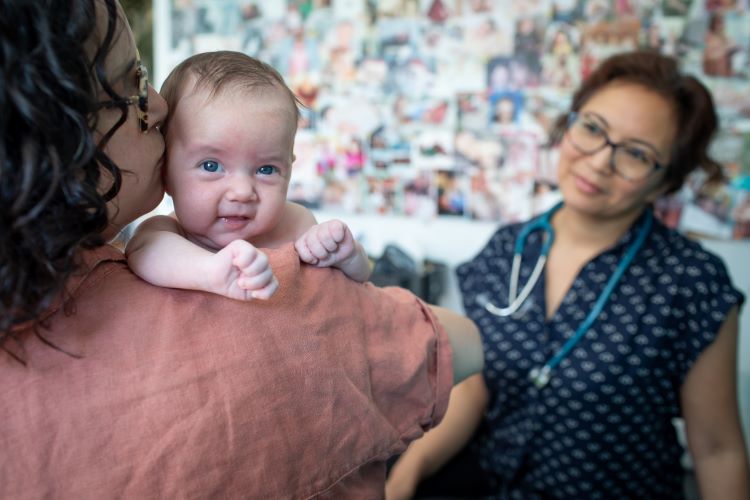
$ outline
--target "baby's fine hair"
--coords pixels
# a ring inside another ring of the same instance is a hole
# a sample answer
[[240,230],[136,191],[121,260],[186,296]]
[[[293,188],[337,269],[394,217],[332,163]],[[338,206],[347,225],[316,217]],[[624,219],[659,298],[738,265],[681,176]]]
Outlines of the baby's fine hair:
[[[195,78],[196,89],[209,89],[211,97],[229,88],[246,91],[269,88],[280,90],[289,97],[289,104],[294,110],[295,124],[299,120],[299,107],[302,104],[286,85],[281,74],[270,64],[231,50],[195,54],[172,70],[159,92],[169,105],[170,116],[190,77]],[[169,119],[162,126],[165,134],[168,126]]]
- - - - -
▶ Task to complete
Show every line of the records above that contains the word "fine". Case counts.

▶ Output of the task
--target "baby's fine hair"
Outlines of the baby's fine hair:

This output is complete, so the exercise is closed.